• [Text for analysis]
——————————

The audience left Carnegie Hall humming “When Britain really ruled the waves” and with smiles on their faces after this delightful performance of Gilbert & Sullivan’s Iolanthe. Master Voices may be an amateur chorus, but they put on a first-class show. Ted Sperling led a cast of Broadway stars, headed by Christine Ebersole’s glamorous Fairy Queen, who made every double entendre zing and the music sparkle. (RP)

The Park Avenue Armory’s vast drill hall was transformed into a World War I field hospital, with tenor Jonas Kaufmann and pianist Helmut Deutsch surrounded by dancers portraying nurses and soldiers, performing Schwanengesang, the songs Schubert wrote in the shadow of his own death. Staged by Claus Guth, the eloquently sung and played performance, which took its English title “Doppelganger” from one of the songs, added a touching visual dimension to the songs’ meditations on love, loss and death. (DW)

The shame of a limited list is that it will always leave off worthy items, like the exceptional concert by Christian Thielemann and the Vienna Philharmonic Orchestra. Thielemann and the VPO are the leading contemporary partners in Bruckner, and their performance of the Eighth Symphony at Carnegie Hall showed their wonderful sound, their sense of dynamics and timbre, and Thielmann’s superb pace. Most important was the deep feeling of expressive meaning and power in the playing. (GG)

——————————

• [Check your understanding]
• 1. According to the concert reviews, who staged the Park Avenue Armory performance of Schwanengesang?
• 2. Continue the concert reviews from the point where they end.
The listing that follows has no connection to the concert reviews.

• [Stored data]
——————————

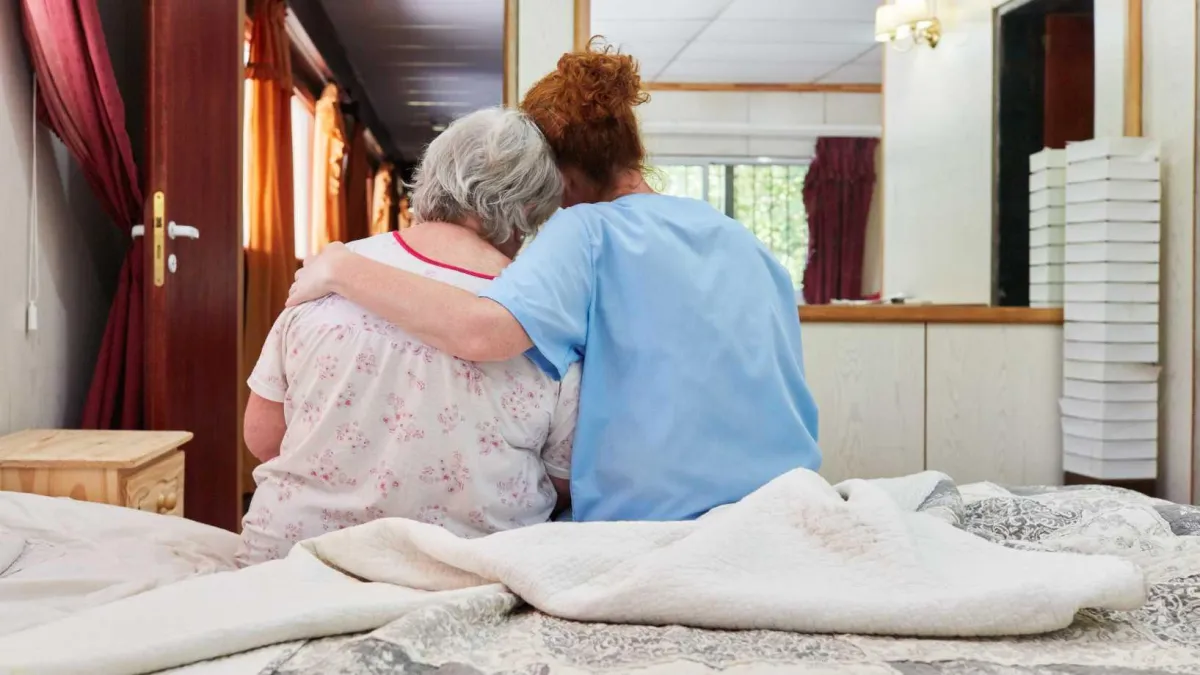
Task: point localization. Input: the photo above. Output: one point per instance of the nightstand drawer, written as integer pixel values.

——————————

• [Exercise answers]
• 1. Claus Guth

• 2.
The new class of Ensemble Connect displayed their personalities and musicianship in their first season performance at Carnegie Hall. The players’ introductions to the works not only provided insights into the music being performed, but also what makes them tick as musicians. The young musicians’ work in schools across New York City’s five boroughs means ever more diverse audiences for their concerts. It was no surprise that “sold-out” was plastered across the marquee for this concert. (RP)

Ian Niederhoffer has a taste for the eclectic, which was on full display in this December concert entitled “Melodrama,” which featured music of Korngold, Saariaho, and Milhaud. In just a few years, Parlando, the chamber orchestra which Niederhoffer, founded and conducts, has found its audience. He makes the most complex of music approachable and entertaining to audiences as diverse as the music he programs. The emotional core of this concert was the late Finnish composer Kaija Saariaho’s Graal Théâtre with the superb Geneva Lewis as violinist soloist. (RP)

Best Events for Genuine Diversity

This category finished in a tie between the Metropolitan Opera, an organization just beginning to culturally diversify its offerings, and the Detroit-based Sphinx Organization, founded to promote exactly that. Sphinx claims over 100,000 minority musicians reached by its school and mentoring programs. In October, the Sphinx Virtuosi, its all-star ensemble of 18 string players that tours the U.S. and abroad, gave a strong account of itself with mostly new compositions for an animated Carnegie Hall audience full of young people. The following month, the Met gave a full-dress production, with Afrofuturist elements, to a neglected American classic, Anthony Davis’s X: The Life and Times of Malcolm X, with a fervent Will Liverman in the title role. (DW)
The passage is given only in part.